→ Aim of the task
A stretch of the entries below is to be set down exactly, running from the line with "man in dark" through the line with "the man with", both included, and no other line.
+++++
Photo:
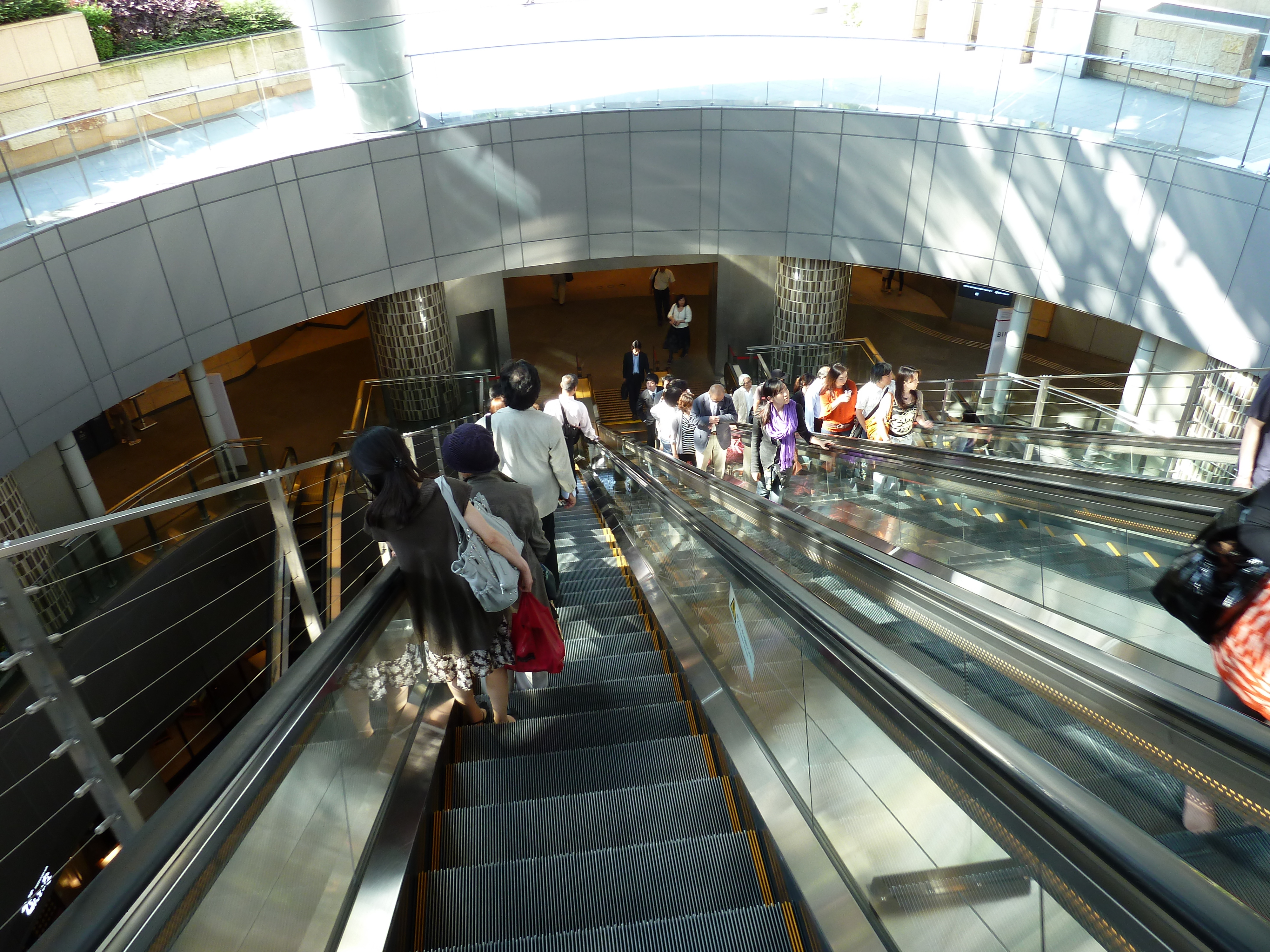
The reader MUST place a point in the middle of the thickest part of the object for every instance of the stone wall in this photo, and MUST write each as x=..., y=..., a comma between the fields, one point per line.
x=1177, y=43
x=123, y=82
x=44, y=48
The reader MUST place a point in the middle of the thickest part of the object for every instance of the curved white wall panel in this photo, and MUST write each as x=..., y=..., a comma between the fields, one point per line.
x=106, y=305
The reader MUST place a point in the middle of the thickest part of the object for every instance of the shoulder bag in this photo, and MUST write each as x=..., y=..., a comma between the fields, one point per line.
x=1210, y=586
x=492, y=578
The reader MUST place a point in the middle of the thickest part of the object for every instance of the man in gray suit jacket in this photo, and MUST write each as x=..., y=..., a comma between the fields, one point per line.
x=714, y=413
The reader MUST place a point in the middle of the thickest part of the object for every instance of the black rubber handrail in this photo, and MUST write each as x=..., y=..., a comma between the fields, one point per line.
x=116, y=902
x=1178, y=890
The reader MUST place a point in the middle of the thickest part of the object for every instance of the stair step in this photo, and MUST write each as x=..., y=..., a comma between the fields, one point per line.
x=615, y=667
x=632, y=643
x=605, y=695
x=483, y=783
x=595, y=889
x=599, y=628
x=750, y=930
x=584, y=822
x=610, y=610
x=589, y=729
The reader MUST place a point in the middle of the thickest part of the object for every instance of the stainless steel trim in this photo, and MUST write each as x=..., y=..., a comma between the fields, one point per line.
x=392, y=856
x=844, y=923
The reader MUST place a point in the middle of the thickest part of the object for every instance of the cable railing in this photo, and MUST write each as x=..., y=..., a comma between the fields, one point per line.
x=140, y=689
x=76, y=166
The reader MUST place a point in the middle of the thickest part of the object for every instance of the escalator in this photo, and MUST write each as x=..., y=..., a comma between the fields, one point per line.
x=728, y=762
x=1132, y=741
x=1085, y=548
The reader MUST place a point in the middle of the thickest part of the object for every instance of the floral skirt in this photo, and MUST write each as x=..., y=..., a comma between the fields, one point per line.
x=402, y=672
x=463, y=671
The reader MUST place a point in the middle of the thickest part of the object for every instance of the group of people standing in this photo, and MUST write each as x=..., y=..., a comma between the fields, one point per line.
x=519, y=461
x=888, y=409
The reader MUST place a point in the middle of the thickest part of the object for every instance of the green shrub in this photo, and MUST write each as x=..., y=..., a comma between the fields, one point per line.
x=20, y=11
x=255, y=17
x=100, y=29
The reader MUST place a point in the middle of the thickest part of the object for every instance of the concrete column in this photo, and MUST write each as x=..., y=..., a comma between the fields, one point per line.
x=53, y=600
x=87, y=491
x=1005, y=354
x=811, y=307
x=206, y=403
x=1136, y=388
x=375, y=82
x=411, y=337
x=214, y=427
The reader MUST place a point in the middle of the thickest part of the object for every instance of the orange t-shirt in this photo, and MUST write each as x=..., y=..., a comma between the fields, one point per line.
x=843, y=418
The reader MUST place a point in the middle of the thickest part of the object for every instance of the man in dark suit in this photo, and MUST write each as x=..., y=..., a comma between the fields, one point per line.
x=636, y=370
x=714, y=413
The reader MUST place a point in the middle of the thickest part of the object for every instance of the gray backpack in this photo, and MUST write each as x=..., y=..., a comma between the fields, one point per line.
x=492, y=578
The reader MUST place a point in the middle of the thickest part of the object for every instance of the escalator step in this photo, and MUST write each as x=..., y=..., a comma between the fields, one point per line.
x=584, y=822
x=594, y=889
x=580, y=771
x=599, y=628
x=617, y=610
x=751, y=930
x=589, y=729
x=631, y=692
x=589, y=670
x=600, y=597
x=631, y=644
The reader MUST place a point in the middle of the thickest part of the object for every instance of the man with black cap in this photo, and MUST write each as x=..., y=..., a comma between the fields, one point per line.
+++++
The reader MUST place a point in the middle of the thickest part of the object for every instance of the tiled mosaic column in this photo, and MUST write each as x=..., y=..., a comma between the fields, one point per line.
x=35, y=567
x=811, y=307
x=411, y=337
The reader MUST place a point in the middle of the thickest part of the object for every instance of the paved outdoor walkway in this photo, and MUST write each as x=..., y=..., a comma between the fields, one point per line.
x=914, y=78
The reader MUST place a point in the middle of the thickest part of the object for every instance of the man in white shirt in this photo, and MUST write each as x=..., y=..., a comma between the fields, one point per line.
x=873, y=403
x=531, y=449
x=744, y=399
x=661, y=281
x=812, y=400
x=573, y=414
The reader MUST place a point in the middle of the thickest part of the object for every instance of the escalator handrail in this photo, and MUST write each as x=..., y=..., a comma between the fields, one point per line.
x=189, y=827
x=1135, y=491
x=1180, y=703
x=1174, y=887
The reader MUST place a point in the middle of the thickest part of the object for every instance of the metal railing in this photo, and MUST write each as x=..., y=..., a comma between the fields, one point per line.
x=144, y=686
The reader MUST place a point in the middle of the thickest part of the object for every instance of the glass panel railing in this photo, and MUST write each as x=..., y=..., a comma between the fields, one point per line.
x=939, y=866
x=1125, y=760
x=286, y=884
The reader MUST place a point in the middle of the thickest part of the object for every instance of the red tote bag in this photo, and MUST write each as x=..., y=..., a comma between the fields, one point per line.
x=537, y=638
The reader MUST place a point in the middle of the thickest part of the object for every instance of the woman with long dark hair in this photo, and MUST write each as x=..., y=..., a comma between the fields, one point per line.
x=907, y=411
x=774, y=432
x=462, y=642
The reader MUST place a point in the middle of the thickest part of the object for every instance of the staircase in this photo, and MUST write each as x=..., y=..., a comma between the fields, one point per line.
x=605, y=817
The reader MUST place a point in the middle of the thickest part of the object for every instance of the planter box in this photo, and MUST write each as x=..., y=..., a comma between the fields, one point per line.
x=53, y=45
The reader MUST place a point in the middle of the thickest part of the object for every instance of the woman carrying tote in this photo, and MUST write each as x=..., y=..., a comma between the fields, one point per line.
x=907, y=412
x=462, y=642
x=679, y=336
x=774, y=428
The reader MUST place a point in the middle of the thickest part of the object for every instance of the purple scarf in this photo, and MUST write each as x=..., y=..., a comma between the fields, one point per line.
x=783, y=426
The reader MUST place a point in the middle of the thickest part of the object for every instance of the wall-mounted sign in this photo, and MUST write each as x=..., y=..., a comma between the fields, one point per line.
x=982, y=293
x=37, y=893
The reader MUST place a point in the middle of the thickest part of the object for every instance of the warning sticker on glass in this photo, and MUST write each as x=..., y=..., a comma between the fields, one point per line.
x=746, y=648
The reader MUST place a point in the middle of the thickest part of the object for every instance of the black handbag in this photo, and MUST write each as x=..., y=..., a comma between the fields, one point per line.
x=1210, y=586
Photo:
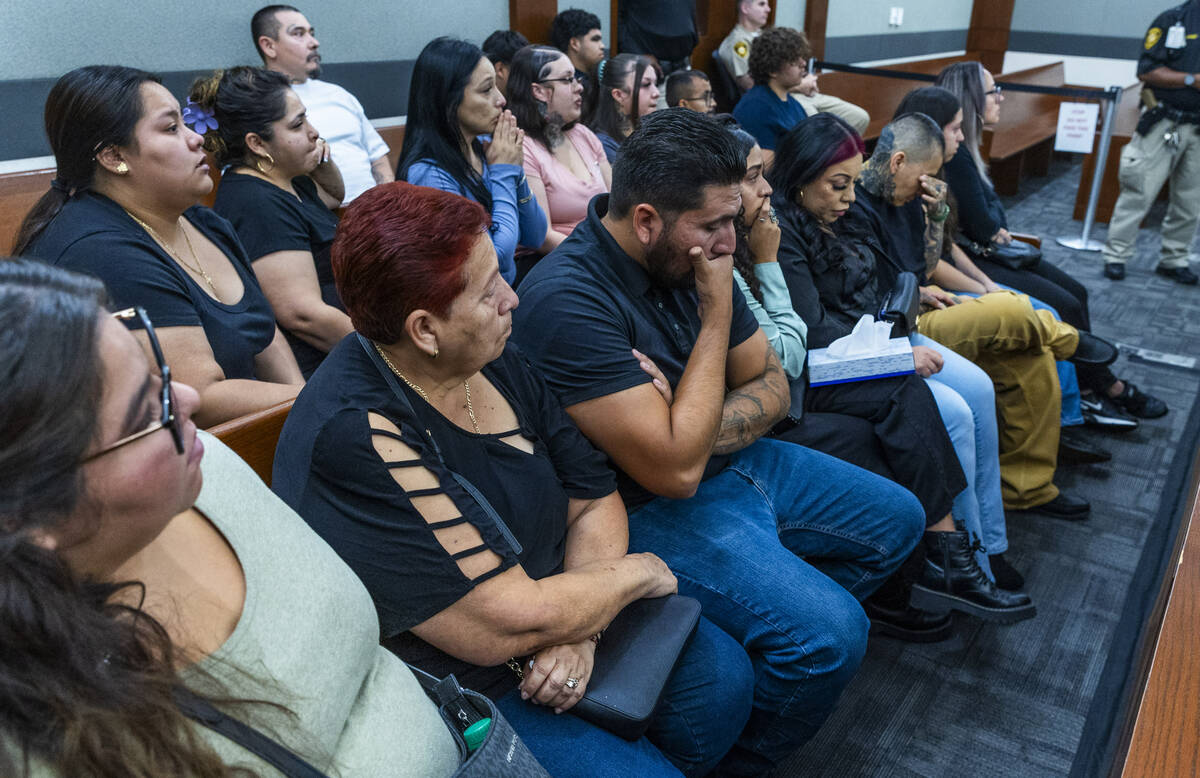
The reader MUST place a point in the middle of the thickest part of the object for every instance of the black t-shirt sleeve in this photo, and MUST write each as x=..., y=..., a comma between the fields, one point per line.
+++++
→ Result below
The reader MUST place a point in the middle of the thickest part of the object for every instance of the man in dark suit in this photo, and MUST write each as x=..., y=..., a comma between the fields, one point per line.
x=636, y=370
x=714, y=413
The reader MUST place a point in the middle of the thickest part of the object for every instance of the gray backpack in this photo, and MUST write each as x=..., y=..., a comma between the fields, one point per line.
x=492, y=578
The reader MUST place a point in the middle of the thickest part of the object for every instance of the escalator step in this photo, and MUST write each as x=..., y=..., a comma between the fields, one point per line.
x=584, y=822
x=594, y=889
x=580, y=771
x=599, y=628
x=617, y=610
x=751, y=930
x=589, y=729
x=631, y=692
x=589, y=670
x=600, y=597
x=631, y=644
The reader MUST place a point in the middle of the thickest part of the object for every instance of the man with black cap in this photo, and MUST write each as x=..., y=..., a comma between the fields, one point per line.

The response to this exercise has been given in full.